● **About this exercise**: Reproduce the listing below exactly. Pictures do not belong in the copy.

● **Excerpted data**:
::::::::

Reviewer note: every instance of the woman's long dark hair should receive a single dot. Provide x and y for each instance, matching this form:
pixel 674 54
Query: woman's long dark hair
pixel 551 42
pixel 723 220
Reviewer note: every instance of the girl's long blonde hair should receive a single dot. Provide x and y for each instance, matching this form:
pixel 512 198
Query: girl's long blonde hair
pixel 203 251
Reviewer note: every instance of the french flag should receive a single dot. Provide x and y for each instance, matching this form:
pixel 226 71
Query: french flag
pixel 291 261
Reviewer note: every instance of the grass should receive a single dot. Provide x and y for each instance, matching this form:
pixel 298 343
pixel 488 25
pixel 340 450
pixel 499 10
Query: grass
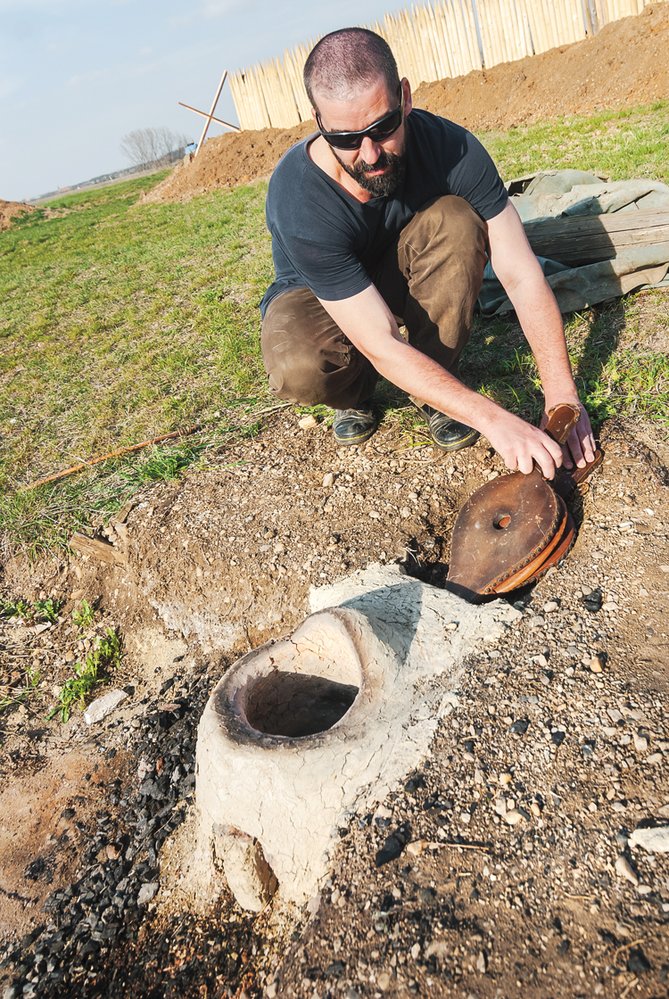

::::::::

● **Exercise answer**:
Reviewer note: every instance of the woman's long dark hair should receive a single dot. Provide x and y for each instance, matching this form:
pixel 674 54
Query: woman's long dark hair
pixel 551 42
pixel 723 220
Reviewer note: every instance of the girl's long blonde hair should receive a single dot. Provide x and y for each instance, matching this form:
pixel 512 198
Query: girl's long blonde hair
pixel 203 251
Reviewer note: every instance of the french flag should receive a single dot. Provide x and y for each instance, matching this form:
pixel 226 71
Query: french flag
pixel 291 261
Reviewer note: every instance of the grass should receive a single dot. Provide x and y for each instance, matching this form:
pixel 298 343
pixel 488 25
pixel 340 450
pixel 499 10
Query: grass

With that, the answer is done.